# Task details
Only the lines from the one containing "Would you mind pointing out the cleared" to the end of the records should be written out, exactly and with both ends included; pictures are excluded.

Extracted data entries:
★ ★ ★ ★ ★ ★ ★

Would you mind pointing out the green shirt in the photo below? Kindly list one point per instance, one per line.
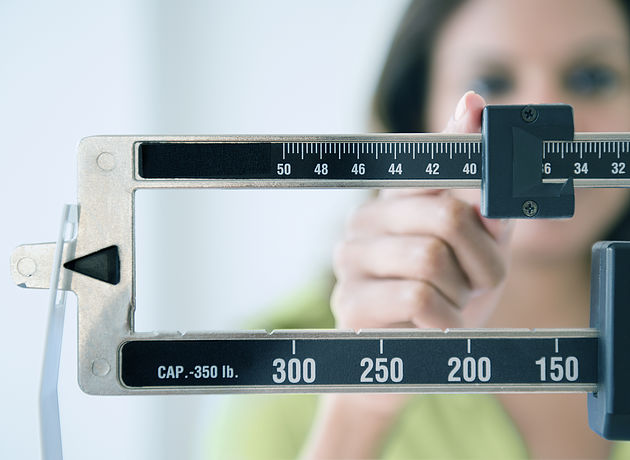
(430, 426)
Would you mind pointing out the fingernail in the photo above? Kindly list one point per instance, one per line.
(461, 108)
(506, 231)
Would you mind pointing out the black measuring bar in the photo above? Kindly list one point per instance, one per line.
(420, 158)
(470, 361)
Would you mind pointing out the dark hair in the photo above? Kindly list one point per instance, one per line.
(401, 93)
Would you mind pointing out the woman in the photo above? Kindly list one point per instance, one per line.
(418, 258)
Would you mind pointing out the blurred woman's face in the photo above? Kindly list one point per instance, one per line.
(540, 51)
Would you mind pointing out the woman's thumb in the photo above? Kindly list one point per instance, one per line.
(467, 115)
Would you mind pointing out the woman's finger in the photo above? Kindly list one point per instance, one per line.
(419, 258)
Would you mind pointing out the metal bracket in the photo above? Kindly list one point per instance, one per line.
(512, 141)
(609, 410)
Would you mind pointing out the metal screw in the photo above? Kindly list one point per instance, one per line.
(529, 114)
(530, 208)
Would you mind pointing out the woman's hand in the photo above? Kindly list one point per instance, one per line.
(410, 258)
(421, 258)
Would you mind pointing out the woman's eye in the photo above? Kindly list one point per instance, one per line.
(492, 86)
(590, 81)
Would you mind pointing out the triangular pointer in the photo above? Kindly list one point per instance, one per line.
(103, 265)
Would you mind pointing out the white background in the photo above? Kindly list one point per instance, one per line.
(72, 69)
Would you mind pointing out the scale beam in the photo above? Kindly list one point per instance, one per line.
(99, 266)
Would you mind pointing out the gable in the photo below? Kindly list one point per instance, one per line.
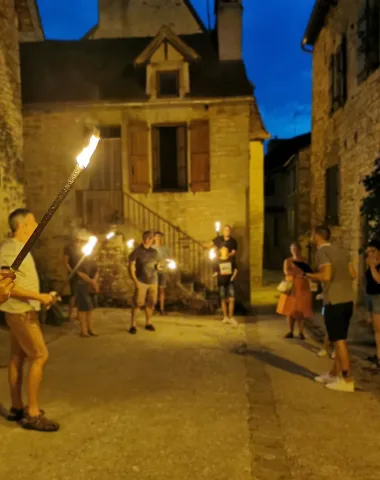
(166, 46)
(120, 19)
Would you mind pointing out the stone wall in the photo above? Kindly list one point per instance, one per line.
(118, 18)
(52, 140)
(350, 137)
(11, 164)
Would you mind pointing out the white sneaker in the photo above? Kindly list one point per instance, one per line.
(322, 353)
(325, 378)
(340, 385)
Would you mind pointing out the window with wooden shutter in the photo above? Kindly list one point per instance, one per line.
(169, 153)
(332, 195)
(138, 156)
(200, 156)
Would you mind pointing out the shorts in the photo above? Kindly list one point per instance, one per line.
(145, 295)
(372, 303)
(227, 291)
(162, 280)
(26, 335)
(337, 320)
(84, 300)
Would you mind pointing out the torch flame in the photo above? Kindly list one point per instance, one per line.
(89, 247)
(83, 159)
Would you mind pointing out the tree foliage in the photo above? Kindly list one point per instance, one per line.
(370, 207)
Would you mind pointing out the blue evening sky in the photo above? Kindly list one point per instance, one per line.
(273, 31)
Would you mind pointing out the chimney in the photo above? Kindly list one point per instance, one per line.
(229, 27)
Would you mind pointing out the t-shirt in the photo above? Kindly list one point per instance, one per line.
(225, 270)
(27, 278)
(372, 287)
(340, 288)
(220, 242)
(146, 264)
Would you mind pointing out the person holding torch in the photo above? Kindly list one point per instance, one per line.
(22, 316)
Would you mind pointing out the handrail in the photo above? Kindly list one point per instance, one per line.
(179, 230)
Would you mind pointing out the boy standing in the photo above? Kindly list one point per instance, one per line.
(226, 272)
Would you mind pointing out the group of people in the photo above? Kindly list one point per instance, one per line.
(336, 274)
(21, 302)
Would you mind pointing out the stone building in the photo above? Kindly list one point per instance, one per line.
(182, 137)
(343, 38)
(287, 197)
(19, 21)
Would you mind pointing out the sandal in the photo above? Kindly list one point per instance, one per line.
(17, 414)
(39, 424)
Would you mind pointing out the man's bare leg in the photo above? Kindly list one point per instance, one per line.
(83, 323)
(133, 316)
(34, 383)
(148, 315)
(224, 308)
(343, 359)
(15, 377)
(162, 299)
(231, 307)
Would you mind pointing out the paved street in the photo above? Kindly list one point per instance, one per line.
(195, 400)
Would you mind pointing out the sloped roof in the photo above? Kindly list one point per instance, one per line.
(104, 70)
(283, 149)
(317, 20)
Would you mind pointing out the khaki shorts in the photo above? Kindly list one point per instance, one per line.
(145, 295)
(26, 335)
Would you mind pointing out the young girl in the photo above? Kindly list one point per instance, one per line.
(226, 273)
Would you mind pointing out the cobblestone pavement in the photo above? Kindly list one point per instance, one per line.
(195, 400)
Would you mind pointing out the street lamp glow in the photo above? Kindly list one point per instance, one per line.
(83, 159)
(89, 247)
(212, 254)
(171, 265)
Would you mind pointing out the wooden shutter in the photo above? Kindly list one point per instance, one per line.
(182, 157)
(200, 156)
(138, 154)
(332, 195)
(362, 41)
(342, 70)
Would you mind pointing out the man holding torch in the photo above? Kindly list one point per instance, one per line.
(21, 313)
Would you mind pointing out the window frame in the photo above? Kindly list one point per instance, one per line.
(177, 73)
(155, 152)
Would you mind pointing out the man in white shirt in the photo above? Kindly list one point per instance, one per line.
(22, 316)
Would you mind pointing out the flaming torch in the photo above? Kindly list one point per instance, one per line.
(83, 159)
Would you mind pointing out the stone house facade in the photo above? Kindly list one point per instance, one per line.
(287, 198)
(19, 21)
(343, 37)
(182, 137)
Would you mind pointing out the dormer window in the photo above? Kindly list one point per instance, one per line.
(168, 83)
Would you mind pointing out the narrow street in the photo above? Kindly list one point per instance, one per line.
(195, 400)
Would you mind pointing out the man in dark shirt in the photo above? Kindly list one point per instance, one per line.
(143, 268)
(226, 240)
(226, 270)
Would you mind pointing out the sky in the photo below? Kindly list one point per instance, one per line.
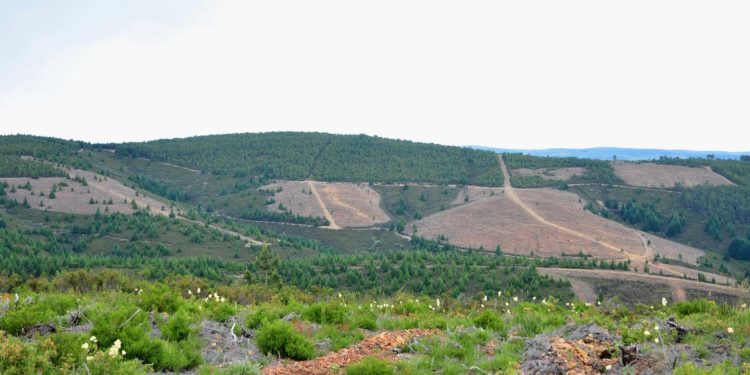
(511, 74)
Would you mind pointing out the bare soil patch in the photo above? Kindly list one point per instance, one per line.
(566, 209)
(498, 220)
(644, 287)
(380, 346)
(352, 205)
(344, 204)
(475, 193)
(666, 176)
(295, 196)
(77, 201)
(674, 250)
(561, 174)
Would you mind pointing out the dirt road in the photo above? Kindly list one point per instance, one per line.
(326, 213)
(642, 258)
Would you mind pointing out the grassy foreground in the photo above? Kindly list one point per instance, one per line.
(105, 322)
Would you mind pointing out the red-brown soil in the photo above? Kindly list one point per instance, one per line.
(379, 346)
(666, 176)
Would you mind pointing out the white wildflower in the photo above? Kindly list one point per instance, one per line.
(115, 348)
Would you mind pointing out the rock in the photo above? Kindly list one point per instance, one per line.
(39, 329)
(584, 350)
(681, 330)
(291, 316)
(629, 354)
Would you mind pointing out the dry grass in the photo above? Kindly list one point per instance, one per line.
(350, 205)
(475, 193)
(679, 287)
(673, 250)
(295, 196)
(566, 209)
(666, 176)
(562, 174)
(77, 201)
(497, 220)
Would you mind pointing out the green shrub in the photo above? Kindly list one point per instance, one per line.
(19, 358)
(684, 308)
(179, 327)
(262, 315)
(326, 313)
(221, 312)
(365, 321)
(42, 310)
(489, 319)
(280, 338)
(160, 298)
(176, 356)
(68, 348)
(370, 366)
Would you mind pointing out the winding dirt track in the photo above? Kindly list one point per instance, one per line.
(331, 223)
(648, 250)
(511, 193)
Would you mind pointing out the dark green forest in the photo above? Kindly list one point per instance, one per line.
(326, 157)
(596, 171)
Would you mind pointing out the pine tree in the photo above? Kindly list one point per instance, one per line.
(268, 264)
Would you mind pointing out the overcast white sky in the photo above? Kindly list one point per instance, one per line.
(516, 74)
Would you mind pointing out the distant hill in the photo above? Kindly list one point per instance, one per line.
(321, 156)
(606, 153)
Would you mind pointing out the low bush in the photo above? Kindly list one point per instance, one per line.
(370, 366)
(280, 338)
(42, 310)
(264, 314)
(179, 326)
(489, 319)
(159, 297)
(326, 313)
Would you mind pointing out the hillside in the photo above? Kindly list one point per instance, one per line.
(621, 153)
(342, 243)
(319, 156)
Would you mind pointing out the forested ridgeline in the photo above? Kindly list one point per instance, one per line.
(737, 171)
(595, 171)
(326, 157)
(17, 154)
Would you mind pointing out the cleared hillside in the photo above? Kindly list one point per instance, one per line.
(325, 157)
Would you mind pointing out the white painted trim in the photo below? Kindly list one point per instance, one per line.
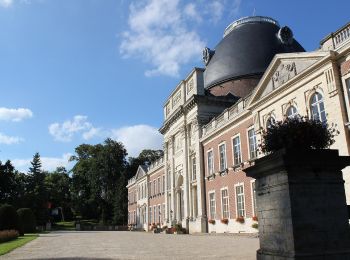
(220, 144)
(212, 192)
(228, 202)
(233, 148)
(245, 210)
(213, 162)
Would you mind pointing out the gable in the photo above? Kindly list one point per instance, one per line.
(282, 69)
(140, 172)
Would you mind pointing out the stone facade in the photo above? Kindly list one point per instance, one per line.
(210, 138)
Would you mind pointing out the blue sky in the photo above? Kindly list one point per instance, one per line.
(78, 71)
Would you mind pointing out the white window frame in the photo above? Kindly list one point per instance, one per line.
(294, 114)
(225, 157)
(256, 143)
(233, 149)
(210, 215)
(210, 169)
(318, 106)
(252, 194)
(244, 204)
(194, 168)
(228, 203)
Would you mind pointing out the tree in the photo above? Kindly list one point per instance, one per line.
(7, 182)
(97, 180)
(58, 185)
(37, 191)
(146, 156)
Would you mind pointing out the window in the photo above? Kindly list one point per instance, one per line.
(222, 157)
(212, 205)
(292, 112)
(240, 201)
(270, 122)
(347, 83)
(154, 188)
(253, 146)
(224, 204)
(210, 163)
(159, 214)
(168, 180)
(194, 177)
(163, 212)
(317, 108)
(159, 191)
(254, 198)
(150, 215)
(237, 156)
(154, 214)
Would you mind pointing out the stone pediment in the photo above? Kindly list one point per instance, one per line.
(282, 69)
(141, 171)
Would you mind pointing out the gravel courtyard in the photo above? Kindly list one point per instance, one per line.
(135, 245)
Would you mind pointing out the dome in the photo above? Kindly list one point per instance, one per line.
(247, 48)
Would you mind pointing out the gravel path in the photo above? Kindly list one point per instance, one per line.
(135, 245)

★ ★ ★ ★ ★ ★ ★

# Expected output
Would you mind pointing out the cleared hillside in the photo above? Kindly list one point per instance, one per line.
(325, 157)
Would you mind pointing out the white painted trim in the photo below? Kindly list one point per instance, one per line.
(220, 144)
(212, 192)
(228, 202)
(233, 148)
(245, 210)
(213, 162)
Would you mind pointing out the gable in the photo above? Kindly list one point per instance, one per line.
(282, 69)
(140, 172)
Would you mind pointing out the stone facade in the photo above? Kindly list one point per instance, one per line.
(210, 138)
Would you mind pointing out the blue sky in the photo above? Kindly list one point per instance, one per line.
(78, 71)
Would you mind pointing out the white window frame in the photo above? Kindly list one point per instance, one per line.
(294, 114)
(225, 157)
(256, 143)
(233, 149)
(210, 215)
(210, 169)
(318, 106)
(252, 194)
(244, 204)
(194, 168)
(228, 203)
Would you mind pointing out the tree in the photo above? Kindly list one point per instance, one per line.
(7, 182)
(97, 180)
(58, 185)
(37, 191)
(146, 156)
Would you mind pointing out the window in the photo above? Kindly list one point per instance, one per line.
(222, 157)
(212, 205)
(292, 112)
(240, 201)
(270, 122)
(347, 83)
(154, 188)
(253, 146)
(224, 204)
(210, 163)
(159, 214)
(168, 180)
(194, 177)
(163, 212)
(317, 108)
(159, 191)
(254, 198)
(150, 215)
(237, 156)
(154, 214)
Would you mind pointing out the stone pediment in the photo above? Kindly list one point per instance, one per line.
(282, 69)
(141, 171)
Would you mind pointing out the gravel courtyard in the photo above? Kindly list one point per instance, one per line.
(135, 245)
Would you mind pointing out the dome in the photo above? Kindly list one point per instance, one per line.
(247, 48)
Would you mind pointing out the gravel path in the photo above? Kindly list one point per instance, one per line.
(135, 245)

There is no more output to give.